# Supplied material:
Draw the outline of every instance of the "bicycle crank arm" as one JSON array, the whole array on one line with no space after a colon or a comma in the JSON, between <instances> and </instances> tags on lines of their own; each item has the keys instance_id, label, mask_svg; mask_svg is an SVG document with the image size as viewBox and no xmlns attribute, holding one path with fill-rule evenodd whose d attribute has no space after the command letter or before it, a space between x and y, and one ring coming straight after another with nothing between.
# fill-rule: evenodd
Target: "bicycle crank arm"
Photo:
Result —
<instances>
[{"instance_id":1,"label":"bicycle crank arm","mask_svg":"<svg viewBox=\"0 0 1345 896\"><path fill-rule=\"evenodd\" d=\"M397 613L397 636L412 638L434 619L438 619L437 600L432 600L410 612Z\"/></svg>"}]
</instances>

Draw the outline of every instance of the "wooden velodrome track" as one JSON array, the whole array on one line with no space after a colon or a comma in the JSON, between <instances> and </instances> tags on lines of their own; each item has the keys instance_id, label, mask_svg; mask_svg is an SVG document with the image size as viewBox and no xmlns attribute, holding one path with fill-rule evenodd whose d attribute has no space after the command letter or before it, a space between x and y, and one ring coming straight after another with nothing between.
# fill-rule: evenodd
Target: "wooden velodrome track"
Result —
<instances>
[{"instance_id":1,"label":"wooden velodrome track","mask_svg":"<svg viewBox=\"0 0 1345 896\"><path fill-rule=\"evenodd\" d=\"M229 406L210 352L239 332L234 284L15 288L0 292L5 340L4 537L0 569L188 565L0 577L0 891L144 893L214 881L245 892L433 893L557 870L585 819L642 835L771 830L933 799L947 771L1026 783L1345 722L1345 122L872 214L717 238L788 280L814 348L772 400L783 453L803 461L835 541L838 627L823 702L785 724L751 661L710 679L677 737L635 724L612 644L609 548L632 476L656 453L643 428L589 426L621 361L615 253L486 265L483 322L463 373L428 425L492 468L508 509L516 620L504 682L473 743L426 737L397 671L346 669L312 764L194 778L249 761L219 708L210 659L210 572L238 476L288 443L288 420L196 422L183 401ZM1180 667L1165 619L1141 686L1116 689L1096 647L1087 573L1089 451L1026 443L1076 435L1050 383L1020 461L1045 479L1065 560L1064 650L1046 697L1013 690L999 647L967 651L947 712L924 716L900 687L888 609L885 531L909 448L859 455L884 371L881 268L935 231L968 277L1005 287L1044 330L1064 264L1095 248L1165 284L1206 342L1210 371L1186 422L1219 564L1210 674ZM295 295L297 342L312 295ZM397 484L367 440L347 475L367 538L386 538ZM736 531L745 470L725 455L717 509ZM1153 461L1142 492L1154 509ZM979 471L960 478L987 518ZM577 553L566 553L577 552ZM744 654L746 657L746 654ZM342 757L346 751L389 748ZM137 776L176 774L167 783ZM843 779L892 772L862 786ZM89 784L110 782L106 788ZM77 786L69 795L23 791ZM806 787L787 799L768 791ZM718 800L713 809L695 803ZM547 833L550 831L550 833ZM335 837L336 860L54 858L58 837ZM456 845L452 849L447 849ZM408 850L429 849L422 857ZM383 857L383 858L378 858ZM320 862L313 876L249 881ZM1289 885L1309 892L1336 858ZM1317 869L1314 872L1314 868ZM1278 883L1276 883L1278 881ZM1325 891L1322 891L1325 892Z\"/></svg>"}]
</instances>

# Problem statement:
Reproduce the material above, every line of it, exactly.

# Task solution:
Draw the outline of every instance of the "bicycle crank arm" as one JSON array, the whole array on one line with no space after a colon or a comma in the JSON, between <instances> and </instances> tags on lines of their own; each item has the keys instance_id, label, mask_svg; mask_svg is an SVG document with the image size as viewBox and no xmlns attribute, holding one path with fill-rule evenodd whose d attribute has no space after the command letter or before it, a space between x and y, and one ring coming straight after another with nothing between.
# fill-rule: evenodd
Target: "bicycle crank arm"
Photo:
Result —
<instances>
[{"instance_id":1,"label":"bicycle crank arm","mask_svg":"<svg viewBox=\"0 0 1345 896\"><path fill-rule=\"evenodd\" d=\"M397 613L397 636L412 638L434 619L438 619L437 600L432 600L410 612Z\"/></svg>"}]
</instances>

Draw the outline of every instance of the "wooden velodrome track" as one JSON array, the whole array on one line with no space after a colon or a comma in the JSON, between <instances> and </instances> tags on lines of their own; each item has the keys instance_id, label, mask_svg; mask_svg is an SVG document with the image size as viewBox and no xmlns attribute, holding one path with fill-rule evenodd whose d attribute has no space after the command letter or before it, a space between x and y, and one ring coming straight after another with nothing between.
# fill-rule: evenodd
Target: "wooden velodrome track"
Result —
<instances>
[{"instance_id":1,"label":"wooden velodrome track","mask_svg":"<svg viewBox=\"0 0 1345 896\"><path fill-rule=\"evenodd\" d=\"M229 406L210 352L239 332L234 284L15 288L0 292L5 340L4 537L0 569L188 565L0 577L0 891L144 893L214 881L245 892L433 893L557 870L585 819L642 835L771 830L933 799L947 771L1026 783L1345 722L1345 122L872 214L717 238L788 280L814 348L772 400L783 453L803 461L835 541L838 627L823 702L785 724L751 661L710 679L677 737L635 724L612 644L609 548L632 476L656 453L643 428L589 426L621 361L615 253L486 265L483 322L463 373L428 425L492 468L508 509L516 620L504 682L473 743L426 737L397 671L346 669L312 764L194 778L249 761L219 708L210 659L210 572L238 476L288 443L288 420L196 422L183 401ZM1180 667L1165 619L1141 686L1116 689L1096 647L1087 573L1089 451L1026 443L1076 435L1050 383L1020 461L1045 479L1065 560L1064 650L1046 697L1013 690L999 647L967 651L947 712L924 716L900 687L888 609L885 531L909 448L859 455L884 371L881 268L935 231L968 277L1005 287L1044 330L1064 264L1095 248L1165 284L1206 342L1210 371L1186 422L1219 564L1210 674ZM295 295L297 342L312 295ZM397 484L367 440L347 475L367 538L386 538ZM736 531L745 470L725 455L717 509ZM1153 461L1142 492L1154 509ZM979 471L960 478L987 518ZM577 553L566 553L577 552ZM744 654L746 657L746 654ZM342 757L346 751L389 748ZM137 776L176 774L167 783ZM843 779L892 772L862 786ZM89 784L110 782L106 788ZM77 786L69 795L23 791ZM806 787L787 799L768 791ZM718 800L713 809L695 803ZM547 833L550 831L550 833ZM335 837L336 860L54 858L58 837ZM456 845L452 849L447 849ZM408 850L429 849L422 857ZM383 857L383 858L378 858ZM320 862L313 876L249 881ZM1289 885L1309 892L1336 858ZM1317 869L1314 872L1314 868ZM1278 883L1276 883L1278 881ZM1325 891L1322 891L1325 892Z\"/></svg>"}]
</instances>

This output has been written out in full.